[Position identification records]
##############################

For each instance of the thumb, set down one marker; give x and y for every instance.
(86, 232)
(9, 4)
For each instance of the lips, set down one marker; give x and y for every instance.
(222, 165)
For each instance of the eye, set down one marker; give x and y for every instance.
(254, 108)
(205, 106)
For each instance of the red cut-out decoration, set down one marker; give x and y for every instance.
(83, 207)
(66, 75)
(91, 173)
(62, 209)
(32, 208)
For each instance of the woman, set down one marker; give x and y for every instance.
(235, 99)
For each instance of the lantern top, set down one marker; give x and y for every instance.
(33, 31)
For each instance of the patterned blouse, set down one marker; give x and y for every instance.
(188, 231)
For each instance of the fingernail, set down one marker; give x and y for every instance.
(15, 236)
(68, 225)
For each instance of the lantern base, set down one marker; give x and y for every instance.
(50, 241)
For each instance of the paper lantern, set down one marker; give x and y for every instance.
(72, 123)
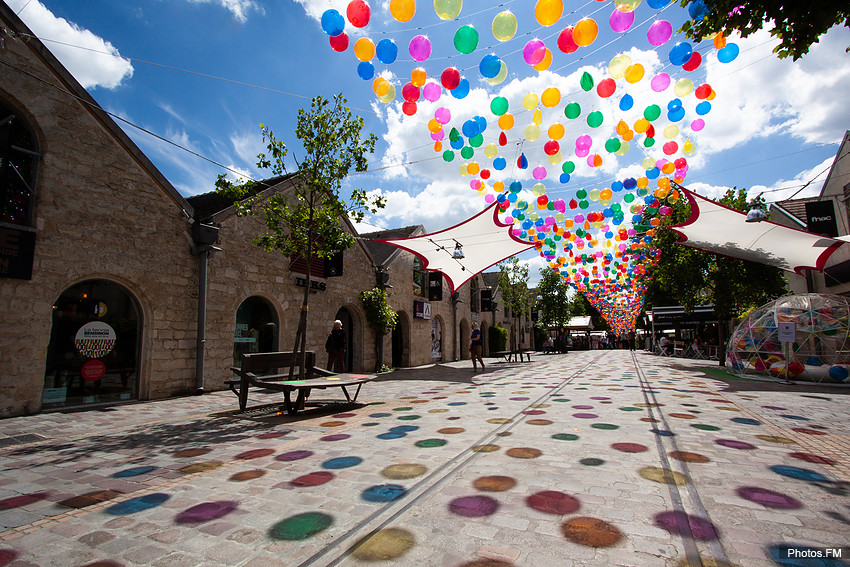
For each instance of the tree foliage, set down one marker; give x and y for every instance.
(796, 23)
(305, 220)
(689, 277)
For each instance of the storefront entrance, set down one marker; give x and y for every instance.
(93, 355)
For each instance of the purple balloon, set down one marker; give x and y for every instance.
(660, 32)
(420, 48)
(621, 21)
(534, 52)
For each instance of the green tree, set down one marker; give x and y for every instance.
(305, 222)
(380, 317)
(513, 287)
(796, 23)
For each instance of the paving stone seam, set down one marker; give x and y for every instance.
(692, 552)
(388, 513)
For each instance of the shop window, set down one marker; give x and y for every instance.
(18, 161)
(256, 328)
(93, 355)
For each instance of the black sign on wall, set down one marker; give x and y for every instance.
(820, 218)
(435, 286)
(17, 249)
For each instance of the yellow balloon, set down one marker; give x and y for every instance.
(364, 49)
(504, 25)
(671, 131)
(618, 66)
(506, 121)
(448, 9)
(585, 32)
(550, 97)
(403, 10)
(683, 87)
(500, 78)
(634, 73)
(548, 12)
(418, 77)
(529, 101)
(545, 63)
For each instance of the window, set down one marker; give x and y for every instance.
(18, 161)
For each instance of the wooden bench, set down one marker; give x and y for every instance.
(270, 370)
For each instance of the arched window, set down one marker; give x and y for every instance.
(18, 161)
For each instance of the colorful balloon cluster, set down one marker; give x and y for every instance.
(598, 239)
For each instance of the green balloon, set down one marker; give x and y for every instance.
(652, 112)
(499, 105)
(594, 119)
(466, 39)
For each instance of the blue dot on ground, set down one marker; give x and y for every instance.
(139, 504)
(136, 471)
(383, 493)
(342, 462)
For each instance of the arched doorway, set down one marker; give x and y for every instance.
(257, 328)
(93, 355)
(348, 326)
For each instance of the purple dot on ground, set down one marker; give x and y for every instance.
(768, 498)
(733, 444)
(680, 523)
(473, 506)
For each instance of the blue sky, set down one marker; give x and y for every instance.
(205, 74)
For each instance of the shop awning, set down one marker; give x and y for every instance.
(466, 249)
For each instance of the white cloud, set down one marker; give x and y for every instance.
(93, 61)
(239, 8)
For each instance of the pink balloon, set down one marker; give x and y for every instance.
(420, 48)
(659, 33)
(660, 82)
(534, 52)
(621, 21)
(431, 92)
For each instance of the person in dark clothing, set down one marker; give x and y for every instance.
(335, 346)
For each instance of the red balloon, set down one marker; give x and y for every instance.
(566, 43)
(410, 92)
(408, 107)
(358, 13)
(693, 63)
(339, 42)
(606, 87)
(450, 78)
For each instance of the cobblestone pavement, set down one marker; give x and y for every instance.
(591, 458)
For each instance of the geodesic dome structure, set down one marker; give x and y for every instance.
(821, 348)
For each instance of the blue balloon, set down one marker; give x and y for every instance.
(681, 53)
(461, 90)
(490, 66)
(333, 23)
(728, 53)
(386, 51)
(365, 70)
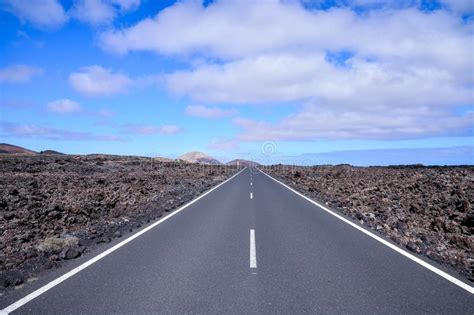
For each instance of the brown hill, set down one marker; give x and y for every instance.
(242, 162)
(13, 149)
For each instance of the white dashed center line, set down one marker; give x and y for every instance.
(253, 251)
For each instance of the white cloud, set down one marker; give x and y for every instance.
(41, 13)
(208, 112)
(460, 6)
(18, 73)
(97, 12)
(64, 106)
(152, 130)
(98, 81)
(396, 72)
(221, 144)
(327, 122)
(40, 132)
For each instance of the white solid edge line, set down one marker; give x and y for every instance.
(71, 273)
(253, 251)
(423, 263)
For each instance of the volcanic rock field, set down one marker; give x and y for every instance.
(428, 210)
(57, 207)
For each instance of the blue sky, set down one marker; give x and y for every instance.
(363, 82)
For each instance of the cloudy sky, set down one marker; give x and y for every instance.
(355, 81)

##############################

TASK STATEMENT:
Can the entries above be repeated exactly, without their pictures?

THE RESPONSE:
For each instance of the thumb, set down one marker; give x and y for every instance.
(86, 232)
(9, 4)
For each instance of the lips, set down one marker; give x and y for every instance.
(222, 165)
For each instance of the eye, set down one marker; give x and y for every instance.
(254, 108)
(205, 106)
For each instance of the red cut-out decoration, set down one marker; give x and y for every instance.
(83, 207)
(66, 75)
(91, 173)
(62, 209)
(32, 208)
For each instance of the woman, set down one marker; give x and y for every instance.
(235, 99)
For each instance of the lantern top, set down one marker; give x and y for every instance.
(33, 31)
For each instance of the patterned blouse, set down one marker; give x and y for every instance.
(188, 231)
For each instance of the fingernail, set down one marker; give x and y for every instance.
(15, 236)
(68, 225)
For each instance of the lantern base, set down one marker; give x and y for every instance.
(50, 241)
For each instance of the paper lantern, set down one marker; give x and y for every instance.
(72, 123)
For each instance of the tree foliage, set down one marker; give x and y for every instance.
(796, 23)
(305, 220)
(689, 277)
For each instance of the storefront entrance, set down one marker; give x and y for every instance.
(93, 355)
For each instance of the purple balloon, set down one marker; give x and y for every instance.
(660, 32)
(420, 48)
(621, 21)
(534, 52)
For each instance of the green tree, set down one marker; give x and y for every instance.
(305, 222)
(380, 317)
(513, 287)
(796, 23)
For each instance of the paving stone seam, set down one marker; give x and y for every instance.
(692, 552)
(388, 513)
For each instance of the shop window, set down one marker; give x and y for every instance.
(18, 161)
(256, 328)
(93, 355)
For each instance of the black sign on wall, set down one marker; give x and y for every instance.
(820, 218)
(435, 286)
(17, 249)
For each instance of the yellow balloon, set down one marker; give x and y for every instance.
(364, 49)
(504, 25)
(671, 131)
(618, 66)
(506, 121)
(448, 9)
(585, 32)
(550, 97)
(403, 10)
(683, 87)
(500, 78)
(634, 73)
(548, 12)
(418, 77)
(529, 101)
(545, 63)
For each instance of the window, set down one marker; give x and y for every instance.
(18, 161)
For each instance of the wooden bench, set down one marker; give x and y for every instance.
(270, 370)
For each instance of the arched window, set down one marker; give x and y for every instance.
(18, 161)
For each instance of the colorful balloon cluster, set down one marker; give x and y for every instance.
(598, 239)
For each instance of the green balloon, set down one marker; give x and y for every instance.
(652, 112)
(499, 105)
(594, 119)
(466, 39)
For each instance of the blue dot on ground, set down one marker; give x and y for every instance.
(139, 504)
(136, 471)
(383, 493)
(342, 462)
For each instance of the arched doorway, set down one marker; give x and y for every instance.
(257, 328)
(93, 355)
(348, 326)
For each instance of the purple dot on ground, set down one marker; give x and y for every instance.
(768, 498)
(733, 444)
(680, 523)
(473, 506)
For each instance of the blue sky, set down one marker; give x and y for every instance.
(205, 74)
For each instance of the shop awning, set down one marker; give x and y for every instance.
(466, 249)
For each instance of the white cloud, set down one marker; give x and y for every instance.
(93, 61)
(239, 8)
For each instance of the pink balloon, set down one marker; give x and y for every instance.
(420, 48)
(659, 33)
(660, 82)
(534, 52)
(621, 21)
(431, 92)
For each instance of the person in dark clothing, set down one marker; give x and y for every instance.
(335, 346)
For each instance of the red balloon, set down one marker; give x and y for every instance.
(566, 43)
(410, 92)
(408, 107)
(358, 13)
(693, 63)
(339, 42)
(606, 87)
(450, 78)
For each instance of the cobblestone pavement, set down one marker; give x and y for every instance.
(591, 458)
For each instance of the geodesic dome structure, set down one marker; give x and y for every instance.
(821, 348)
For each instance of the blue balloon, set down one marker; give x and y for every instance.
(681, 53)
(461, 90)
(490, 66)
(333, 23)
(728, 53)
(386, 51)
(365, 70)
For each instance of the brown hill, set down one marker; give x and y for every instance.
(242, 162)
(13, 149)
For each instance of the white dashed center line, set down one marker; give x and y for every instance.
(253, 251)
For each instance of the white cloud, set down one marker; give x and y for every instance.
(41, 13)
(208, 112)
(460, 6)
(18, 73)
(97, 12)
(64, 106)
(152, 130)
(98, 81)
(396, 72)
(221, 144)
(327, 122)
(40, 132)
For each instance of the white solid edge line, set down one marker; give x and y for every instance.
(71, 273)
(253, 251)
(423, 263)
For each instance of the volcanic rock field, set down one marker; give x and y for every instance.
(428, 210)
(57, 207)
For each instance of the blue sky, set down one marker; give x and y for every instance.
(363, 82)
For each instance of the cloudy sky, set down one marker; give x and y for every instance.
(355, 81)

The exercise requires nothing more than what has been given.